▸ Aim
Starting with the first line of the material and going on through the line containing "235), (446, 216)]]", reproduce every line in full, increasing each x and y coordinate in the outlines by 99 and leaving all other text unchanged.

▬▬▬▬▬▬

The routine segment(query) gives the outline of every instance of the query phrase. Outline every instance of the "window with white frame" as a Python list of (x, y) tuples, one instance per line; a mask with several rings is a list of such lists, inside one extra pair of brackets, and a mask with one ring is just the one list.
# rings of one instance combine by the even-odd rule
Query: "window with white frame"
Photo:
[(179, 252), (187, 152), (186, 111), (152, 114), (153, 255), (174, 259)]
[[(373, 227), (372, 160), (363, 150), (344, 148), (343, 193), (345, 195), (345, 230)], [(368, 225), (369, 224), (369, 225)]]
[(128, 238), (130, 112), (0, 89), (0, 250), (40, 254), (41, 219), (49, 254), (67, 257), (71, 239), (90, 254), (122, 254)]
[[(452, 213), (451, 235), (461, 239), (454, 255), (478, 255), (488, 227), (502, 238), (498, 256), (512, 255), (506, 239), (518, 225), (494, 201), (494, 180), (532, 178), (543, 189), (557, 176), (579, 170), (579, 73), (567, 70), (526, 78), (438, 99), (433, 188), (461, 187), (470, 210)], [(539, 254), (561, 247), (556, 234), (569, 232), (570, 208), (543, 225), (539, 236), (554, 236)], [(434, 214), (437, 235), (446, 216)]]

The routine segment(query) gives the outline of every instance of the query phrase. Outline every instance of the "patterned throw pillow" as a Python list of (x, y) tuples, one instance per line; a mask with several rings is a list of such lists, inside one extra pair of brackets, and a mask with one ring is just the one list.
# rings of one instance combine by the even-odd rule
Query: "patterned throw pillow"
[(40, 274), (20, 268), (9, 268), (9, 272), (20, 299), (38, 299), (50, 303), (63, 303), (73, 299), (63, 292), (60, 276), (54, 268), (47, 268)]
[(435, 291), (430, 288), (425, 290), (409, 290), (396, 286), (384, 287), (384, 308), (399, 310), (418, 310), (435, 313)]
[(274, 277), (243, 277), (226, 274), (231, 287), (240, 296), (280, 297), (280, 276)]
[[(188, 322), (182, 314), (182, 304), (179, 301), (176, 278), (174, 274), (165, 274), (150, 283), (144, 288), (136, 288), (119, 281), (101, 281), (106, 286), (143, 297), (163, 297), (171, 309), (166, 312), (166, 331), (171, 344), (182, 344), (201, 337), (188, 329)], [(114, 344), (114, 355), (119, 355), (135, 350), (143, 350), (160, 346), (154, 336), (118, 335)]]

▬▬▬▬▬▬

▸ Result
The routine segment(query) gives the outline of every instance of the query phrase. Outline every instance of the "window with white frame" as a Python list of (x, y) tuples, one instance per line; a mask with several rings is a list of such lists, inside one extra pair of brackets, and a mask with one ring is just the one list.
# rings of one instance combine by the even-odd rule
Query: "window with white frame"
Photo:
[(278, 351), (286, 251), (285, 210), (251, 213), (252, 354), (273, 358)]
[[(472, 326), (471, 259), (462, 249), (443, 247), (442, 292), (444, 294), (444, 329)], [(467, 324), (468, 323), (468, 324)]]
[(227, 337), (229, 211), (99, 188), (99, 349), (139, 353), (140, 318), (148, 353), (166, 356), (170, 338), (189, 353), (221, 353)]
[[(551, 312), (550, 334), (560, 338), (553, 354), (577, 354), (587, 326), (601, 337), (597, 355), (611, 354), (605, 338), (617, 324), (593, 300), (593, 279), (631, 277), (642, 288), (656, 275), (678, 269), (678, 172), (666, 169), (625, 177), (537, 198), (532, 287), (560, 286), (569, 309)], [(638, 353), (660, 346), (655, 333), (668, 331), (669, 307), (642, 324), (638, 335), (653, 335)], [(533, 313), (536, 334), (545, 315)]]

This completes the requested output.